INFORMATION SUPPLIED ::
:::::

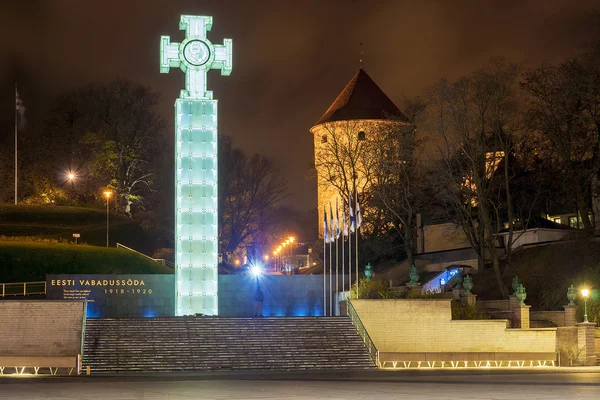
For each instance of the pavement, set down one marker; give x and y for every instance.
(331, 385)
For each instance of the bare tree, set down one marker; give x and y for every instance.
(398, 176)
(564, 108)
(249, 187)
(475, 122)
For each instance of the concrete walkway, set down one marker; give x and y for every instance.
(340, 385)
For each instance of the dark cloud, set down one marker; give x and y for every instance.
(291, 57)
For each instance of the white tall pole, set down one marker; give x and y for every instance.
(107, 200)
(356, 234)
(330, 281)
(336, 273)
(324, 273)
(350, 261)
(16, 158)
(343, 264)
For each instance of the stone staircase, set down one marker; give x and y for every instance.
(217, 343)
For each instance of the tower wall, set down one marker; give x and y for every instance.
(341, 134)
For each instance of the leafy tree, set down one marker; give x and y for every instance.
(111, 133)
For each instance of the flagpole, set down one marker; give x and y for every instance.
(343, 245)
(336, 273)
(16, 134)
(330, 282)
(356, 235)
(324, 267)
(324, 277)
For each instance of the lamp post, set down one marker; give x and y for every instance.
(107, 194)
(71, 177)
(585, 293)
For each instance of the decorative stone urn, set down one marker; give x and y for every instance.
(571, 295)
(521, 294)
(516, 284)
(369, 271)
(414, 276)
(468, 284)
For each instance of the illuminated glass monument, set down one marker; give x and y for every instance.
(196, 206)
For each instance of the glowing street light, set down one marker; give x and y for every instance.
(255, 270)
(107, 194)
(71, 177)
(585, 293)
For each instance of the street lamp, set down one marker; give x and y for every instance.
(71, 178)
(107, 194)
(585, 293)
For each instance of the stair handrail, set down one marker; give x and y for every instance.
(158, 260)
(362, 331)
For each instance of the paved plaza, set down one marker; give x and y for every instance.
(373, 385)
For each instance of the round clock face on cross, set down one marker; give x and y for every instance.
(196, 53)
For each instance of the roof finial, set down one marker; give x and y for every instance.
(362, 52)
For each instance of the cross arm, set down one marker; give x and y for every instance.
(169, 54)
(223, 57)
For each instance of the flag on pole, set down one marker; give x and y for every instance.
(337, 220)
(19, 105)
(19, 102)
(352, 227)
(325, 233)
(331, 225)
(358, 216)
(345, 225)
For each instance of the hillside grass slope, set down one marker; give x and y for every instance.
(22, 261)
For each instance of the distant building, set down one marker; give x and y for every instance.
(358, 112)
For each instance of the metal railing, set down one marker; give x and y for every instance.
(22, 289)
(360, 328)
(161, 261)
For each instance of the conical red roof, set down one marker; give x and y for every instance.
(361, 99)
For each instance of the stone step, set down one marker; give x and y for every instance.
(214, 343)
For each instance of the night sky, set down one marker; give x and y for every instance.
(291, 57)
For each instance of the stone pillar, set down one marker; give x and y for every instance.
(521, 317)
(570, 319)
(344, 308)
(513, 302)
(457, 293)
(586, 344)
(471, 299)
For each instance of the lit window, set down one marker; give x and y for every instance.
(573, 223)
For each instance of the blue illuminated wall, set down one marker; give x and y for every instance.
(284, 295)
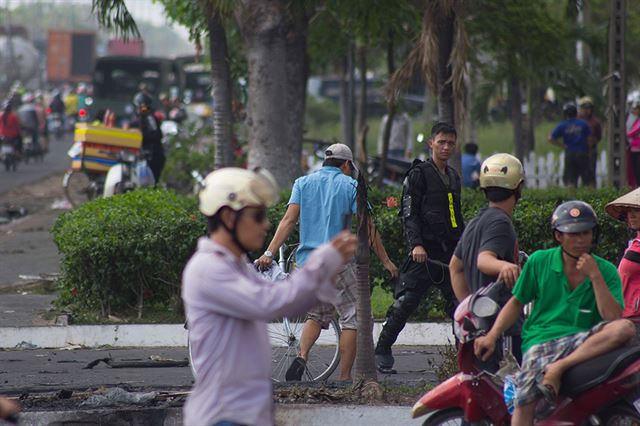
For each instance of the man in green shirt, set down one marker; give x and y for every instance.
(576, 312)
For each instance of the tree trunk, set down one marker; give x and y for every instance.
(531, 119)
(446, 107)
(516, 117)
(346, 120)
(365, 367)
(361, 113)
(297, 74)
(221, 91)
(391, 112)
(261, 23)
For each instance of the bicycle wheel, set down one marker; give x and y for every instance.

:::::

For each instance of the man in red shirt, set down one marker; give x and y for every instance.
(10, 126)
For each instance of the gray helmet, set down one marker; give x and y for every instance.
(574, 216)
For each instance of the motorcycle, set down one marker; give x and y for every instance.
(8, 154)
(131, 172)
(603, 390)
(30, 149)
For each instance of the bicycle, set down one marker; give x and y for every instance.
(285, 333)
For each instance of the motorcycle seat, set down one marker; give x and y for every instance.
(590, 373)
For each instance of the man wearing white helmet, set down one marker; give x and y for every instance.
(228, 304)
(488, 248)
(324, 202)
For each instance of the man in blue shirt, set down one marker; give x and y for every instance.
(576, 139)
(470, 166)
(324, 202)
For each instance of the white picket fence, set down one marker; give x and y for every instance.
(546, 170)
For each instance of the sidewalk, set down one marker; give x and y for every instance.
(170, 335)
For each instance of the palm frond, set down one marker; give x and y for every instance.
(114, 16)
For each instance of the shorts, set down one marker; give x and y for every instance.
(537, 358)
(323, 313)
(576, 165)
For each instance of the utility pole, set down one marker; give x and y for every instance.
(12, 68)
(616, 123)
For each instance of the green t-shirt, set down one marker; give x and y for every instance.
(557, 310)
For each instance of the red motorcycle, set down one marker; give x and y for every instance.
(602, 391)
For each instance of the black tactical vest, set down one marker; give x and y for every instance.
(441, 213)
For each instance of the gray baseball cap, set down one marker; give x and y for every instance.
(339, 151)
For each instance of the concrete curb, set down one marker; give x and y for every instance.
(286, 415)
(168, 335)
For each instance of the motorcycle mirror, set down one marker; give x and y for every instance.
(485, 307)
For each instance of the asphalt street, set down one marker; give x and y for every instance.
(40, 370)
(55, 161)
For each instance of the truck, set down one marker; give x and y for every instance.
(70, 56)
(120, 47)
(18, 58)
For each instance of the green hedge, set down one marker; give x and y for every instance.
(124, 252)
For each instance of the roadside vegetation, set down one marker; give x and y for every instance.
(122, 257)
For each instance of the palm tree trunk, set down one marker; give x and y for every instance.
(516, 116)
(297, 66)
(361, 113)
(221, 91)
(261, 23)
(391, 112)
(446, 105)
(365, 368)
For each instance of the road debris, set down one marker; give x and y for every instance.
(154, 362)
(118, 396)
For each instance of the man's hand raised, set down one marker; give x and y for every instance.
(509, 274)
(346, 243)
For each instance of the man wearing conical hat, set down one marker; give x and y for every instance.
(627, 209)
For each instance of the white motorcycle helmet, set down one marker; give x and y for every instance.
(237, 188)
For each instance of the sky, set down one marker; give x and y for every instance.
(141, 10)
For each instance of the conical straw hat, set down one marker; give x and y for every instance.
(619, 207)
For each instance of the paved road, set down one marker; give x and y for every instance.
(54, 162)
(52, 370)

:::::

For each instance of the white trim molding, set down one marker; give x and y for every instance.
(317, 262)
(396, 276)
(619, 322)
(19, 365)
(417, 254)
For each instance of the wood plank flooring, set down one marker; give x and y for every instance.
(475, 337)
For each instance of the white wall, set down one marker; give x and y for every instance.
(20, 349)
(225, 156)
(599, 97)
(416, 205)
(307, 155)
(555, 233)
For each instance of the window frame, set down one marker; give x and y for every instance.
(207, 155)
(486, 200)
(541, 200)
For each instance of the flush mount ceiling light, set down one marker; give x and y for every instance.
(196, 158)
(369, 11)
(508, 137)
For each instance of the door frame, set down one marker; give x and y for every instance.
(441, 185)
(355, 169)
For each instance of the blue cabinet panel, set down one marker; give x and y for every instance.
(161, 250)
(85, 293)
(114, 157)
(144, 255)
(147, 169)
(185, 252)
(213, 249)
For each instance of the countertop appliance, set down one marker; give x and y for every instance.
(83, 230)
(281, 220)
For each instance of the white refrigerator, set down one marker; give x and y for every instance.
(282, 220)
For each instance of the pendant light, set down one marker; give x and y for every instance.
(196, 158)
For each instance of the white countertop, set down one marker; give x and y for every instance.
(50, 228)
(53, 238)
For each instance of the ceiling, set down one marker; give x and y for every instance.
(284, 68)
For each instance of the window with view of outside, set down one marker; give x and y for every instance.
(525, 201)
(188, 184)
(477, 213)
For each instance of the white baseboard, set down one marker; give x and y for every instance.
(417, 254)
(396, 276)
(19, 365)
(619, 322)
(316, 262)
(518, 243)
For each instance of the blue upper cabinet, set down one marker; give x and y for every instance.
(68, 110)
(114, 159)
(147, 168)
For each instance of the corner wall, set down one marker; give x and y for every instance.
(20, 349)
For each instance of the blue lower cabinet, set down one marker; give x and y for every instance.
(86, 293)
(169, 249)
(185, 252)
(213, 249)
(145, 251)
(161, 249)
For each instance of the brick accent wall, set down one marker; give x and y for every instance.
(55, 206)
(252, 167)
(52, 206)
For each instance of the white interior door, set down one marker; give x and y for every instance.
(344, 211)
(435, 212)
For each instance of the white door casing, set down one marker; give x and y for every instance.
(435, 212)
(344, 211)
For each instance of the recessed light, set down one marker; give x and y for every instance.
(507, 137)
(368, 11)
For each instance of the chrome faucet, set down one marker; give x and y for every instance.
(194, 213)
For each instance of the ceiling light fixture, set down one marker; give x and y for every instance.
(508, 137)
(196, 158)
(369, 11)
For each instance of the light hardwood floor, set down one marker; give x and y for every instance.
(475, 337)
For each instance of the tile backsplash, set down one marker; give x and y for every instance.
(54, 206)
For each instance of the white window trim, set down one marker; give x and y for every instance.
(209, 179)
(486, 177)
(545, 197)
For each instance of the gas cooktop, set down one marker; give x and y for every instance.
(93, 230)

:::::

WORK TO BE COMPLETED ::
The answer is the run of lines above from the line containing "For each instance of the man in green" through the line containing "For each instance of the bicycle wheel, set", copied exactly and alone.

SOLVED PROBLEM ::
For each instance of the man in green shirt, set down one marker; give x and y for every instance.
(576, 312)
For each instance of the tree trunk, set down one marker; give x and y for every instance.
(531, 119)
(446, 107)
(516, 117)
(346, 120)
(365, 367)
(361, 113)
(297, 74)
(221, 91)
(391, 112)
(261, 23)
For each instance of the bicycle wheel, set down one marker; give x and y for every instance.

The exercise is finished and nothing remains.